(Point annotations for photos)

★ ★ ★ ★ ★ ★ ★

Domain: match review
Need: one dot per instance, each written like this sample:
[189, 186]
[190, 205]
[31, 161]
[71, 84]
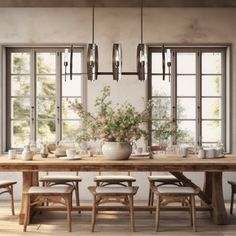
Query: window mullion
[33, 92]
[224, 112]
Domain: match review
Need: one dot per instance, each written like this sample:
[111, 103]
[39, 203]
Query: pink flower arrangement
[120, 124]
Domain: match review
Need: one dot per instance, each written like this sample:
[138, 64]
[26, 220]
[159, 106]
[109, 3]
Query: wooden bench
[175, 191]
[39, 195]
[7, 187]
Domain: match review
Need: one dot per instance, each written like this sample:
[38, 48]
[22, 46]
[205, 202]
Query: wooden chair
[123, 195]
[69, 180]
[159, 180]
[39, 195]
[175, 191]
[233, 191]
[7, 187]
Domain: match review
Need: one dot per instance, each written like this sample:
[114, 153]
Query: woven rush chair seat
[124, 180]
[163, 178]
[6, 186]
[123, 195]
[233, 191]
[114, 190]
[59, 178]
[37, 195]
[69, 180]
[175, 191]
[160, 180]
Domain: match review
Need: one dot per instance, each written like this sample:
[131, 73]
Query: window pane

★ ★ ★ ★ ★ ★ ★

§ **Problem**
Copy out every one of the lines above word for word. Leave the pictures out of your copy.

§ **Correct response**
Domain: match review
Need: one dot per instance, each written like this sample:
[189, 186]
[190, 205]
[31, 161]
[71, 84]
Query: window mullion
[33, 92]
[224, 112]
Domain: match review
Need: one dot per instance, each written like this sample:
[111, 103]
[39, 203]
Query: pink flower arrangement
[120, 124]
Domain: match review
Need: one dot per instance, each written like this sample:
[138, 64]
[26, 220]
[159, 106]
[109, 3]
Query: wooden bench
[175, 191]
[39, 195]
[7, 187]
Domain: match review
Need: one dot per instance, each written like this sample:
[38, 48]
[22, 46]
[205, 202]
Query: wooden chair
[123, 195]
[69, 180]
[159, 180]
[39, 195]
[175, 191]
[233, 191]
[7, 187]
Domain: match review
Need: one dot per instance, each written like this sample:
[114, 153]
Query: woven rush chair seat
[124, 180]
[163, 178]
[6, 186]
[123, 195]
[233, 191]
[114, 190]
[59, 178]
[37, 195]
[69, 180]
[175, 191]
[160, 180]
Domain: match review
Need: one dot per instance, each written like this sample:
[131, 73]
Query: window pane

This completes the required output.